— start ARTICLE —

By exercising these rights, you can help to make your school safety plan the powerful tool it was meant to be.

Getting input

Both UFT contract Article 10B and Chancellor’s Regulation A-414 require the principal of every school to establish a safety committee, on which the UFT chapter leader sits. This committee must meet monthly and is responsible for developing a comprehensive safety plan and updating it. Besides reviewing the school safety plan each year, the safety committee can recommend revisions at any time of year in order to “meet changing security needs and conditions.”
Note: Buildings that house more than one school must have one safety plan and one safety committee for the entire building.

How can you get input?

If you see a problem that needs to be addressed — e.g., students who leave exit doors open when they go outside without authorization; areas of the school without adequate patrol by SSOs — you have the right to bring such matters to your chapter leader or other members of the school safety committee. Don’t just complain to your colleagues; exercise your right, through your UFT chapter, to a voice in shaping your school’s safety plan.

Why is input on the school safety plan such an important right — though one that is too often neglected?

— end ARTICLE —
— start RECORDS TO PROCESS —

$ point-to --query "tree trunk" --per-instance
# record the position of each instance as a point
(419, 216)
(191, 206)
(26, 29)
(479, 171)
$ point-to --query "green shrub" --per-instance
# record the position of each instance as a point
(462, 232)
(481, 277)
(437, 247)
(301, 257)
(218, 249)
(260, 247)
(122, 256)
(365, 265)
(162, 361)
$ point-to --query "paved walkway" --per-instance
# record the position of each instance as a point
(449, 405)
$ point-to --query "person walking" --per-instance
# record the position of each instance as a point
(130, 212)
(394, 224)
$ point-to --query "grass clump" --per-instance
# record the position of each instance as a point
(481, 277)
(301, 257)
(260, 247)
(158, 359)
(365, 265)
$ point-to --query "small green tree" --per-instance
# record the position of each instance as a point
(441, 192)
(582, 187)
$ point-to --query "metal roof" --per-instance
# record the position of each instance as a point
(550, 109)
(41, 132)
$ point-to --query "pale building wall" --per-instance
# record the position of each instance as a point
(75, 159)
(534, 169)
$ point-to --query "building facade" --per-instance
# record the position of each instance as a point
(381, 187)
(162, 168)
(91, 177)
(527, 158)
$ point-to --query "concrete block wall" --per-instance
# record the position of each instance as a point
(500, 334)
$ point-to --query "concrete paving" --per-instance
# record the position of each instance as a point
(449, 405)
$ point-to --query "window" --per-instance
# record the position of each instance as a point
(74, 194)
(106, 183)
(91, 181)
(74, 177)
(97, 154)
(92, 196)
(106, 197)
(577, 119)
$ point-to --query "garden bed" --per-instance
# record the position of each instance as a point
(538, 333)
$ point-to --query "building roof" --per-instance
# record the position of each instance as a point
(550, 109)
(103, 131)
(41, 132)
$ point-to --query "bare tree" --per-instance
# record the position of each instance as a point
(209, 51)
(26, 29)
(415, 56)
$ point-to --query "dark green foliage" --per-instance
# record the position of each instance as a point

— end RECORDS TO PROCESS —

● **EXERCISE REQUIREMENTS**:
- A) According to the school safety text, how often must the safety committee meet?
- B) Report every line of the listing that contains the string "green". Case counts.

● **ANSWERS BELOW**:
- A) Monthly.

- B)
$ point-to --query "green shrub" --per-instance
$ point-to --query "small green tree" --per-instance
$ point-to --query "dark green foliage" --per-instance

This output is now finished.